**Exercise set**
• 1. In the basketball passage, what was the weight limit for the bantamweight class in Chicago high school basketball?
• 2. Continue the basketball passage from its last sentence.

** START OF Document text **

During basketball season, he never made it off the bench in some early-season games, but eventually became the starting left guard on Lake View’s bantamweight team. Chicago high school teams were divided into three weight classes—heavyweight, lightweight, and
bantamweight (with a 115-pound limit)—so that boys like Abe didn’t have to compete against bruisers twice their size.

Basketball in that era was a very different game—one that today’s players and fans would hardly recognize. There was a center jump after every basket, players could dribble with two hands, and there was no rule against goaltending, no ten-second limit to bring the ball across half court, no time limit to shoot, and no three-second rule for offensive players standing in the foul lane. The standard offense consisted of slowly working the ball up the court, with players often bulling their way through the defense, as in a rugby scrum, then playing keep-away, passing the ball for long periods of time, until a teammate came open for an easy shot. If one team got ahead by two or three points, it would often go into a full-court stall to eat up the rest of the clock. Scoring was typically in the teens or low twenties; a “real barn-burner” would be if a team reached thirty points.

** END OF Document text **
** START OF Entries provided **

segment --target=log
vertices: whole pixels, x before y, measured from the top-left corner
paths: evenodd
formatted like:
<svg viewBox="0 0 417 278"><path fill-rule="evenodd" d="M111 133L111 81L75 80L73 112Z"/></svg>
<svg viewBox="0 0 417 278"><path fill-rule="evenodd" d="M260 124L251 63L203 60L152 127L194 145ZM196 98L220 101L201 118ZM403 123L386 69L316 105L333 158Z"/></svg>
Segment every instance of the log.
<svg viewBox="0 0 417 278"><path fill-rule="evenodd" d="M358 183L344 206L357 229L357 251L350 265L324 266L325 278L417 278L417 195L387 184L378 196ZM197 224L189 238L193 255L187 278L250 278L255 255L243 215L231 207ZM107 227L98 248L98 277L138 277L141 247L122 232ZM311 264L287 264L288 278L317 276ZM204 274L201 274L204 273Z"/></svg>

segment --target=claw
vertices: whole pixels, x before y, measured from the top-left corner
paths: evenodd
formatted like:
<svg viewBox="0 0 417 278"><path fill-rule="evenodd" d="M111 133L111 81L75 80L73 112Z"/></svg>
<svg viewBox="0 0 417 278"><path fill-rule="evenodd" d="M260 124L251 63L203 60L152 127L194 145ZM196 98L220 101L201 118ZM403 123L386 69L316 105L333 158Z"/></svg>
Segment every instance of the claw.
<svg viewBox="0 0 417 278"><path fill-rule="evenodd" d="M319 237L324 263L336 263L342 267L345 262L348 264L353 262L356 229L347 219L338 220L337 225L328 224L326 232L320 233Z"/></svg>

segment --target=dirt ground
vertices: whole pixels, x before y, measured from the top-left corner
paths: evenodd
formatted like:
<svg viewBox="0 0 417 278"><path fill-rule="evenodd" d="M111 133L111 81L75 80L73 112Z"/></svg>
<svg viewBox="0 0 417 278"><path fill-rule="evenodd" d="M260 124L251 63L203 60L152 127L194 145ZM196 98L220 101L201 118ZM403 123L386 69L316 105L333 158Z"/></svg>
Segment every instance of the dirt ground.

** END OF Entries provided **

**The answers**
• 1. 115 pounds

• 2.
In March 1920, Abe’s Lake View bantamweights captured the northern division of the Chicago high school league, which put them in the playoffs for the city championship. They made it to the semifinals, but lost 15–10 to the eventual champs, Lane Tech. It was the end of his high school basketball career.

At Lake View, he also got his first taste of business and promoting, as he joined the Junior Chamber of Commerce and the Boosters Club. When he graduated in June 1920, Louis and Anna and the other eight children came to the commencement exercise. The principal asked the audience to hold its applause until all of the graduates had been presented, but when Abe marched across the stage to receive his diploma, people clapped anyway. Of course, he had his own rooting section just with his family. He was the first Saperstein to graduate from high school; now he had to figure out what to do with his life.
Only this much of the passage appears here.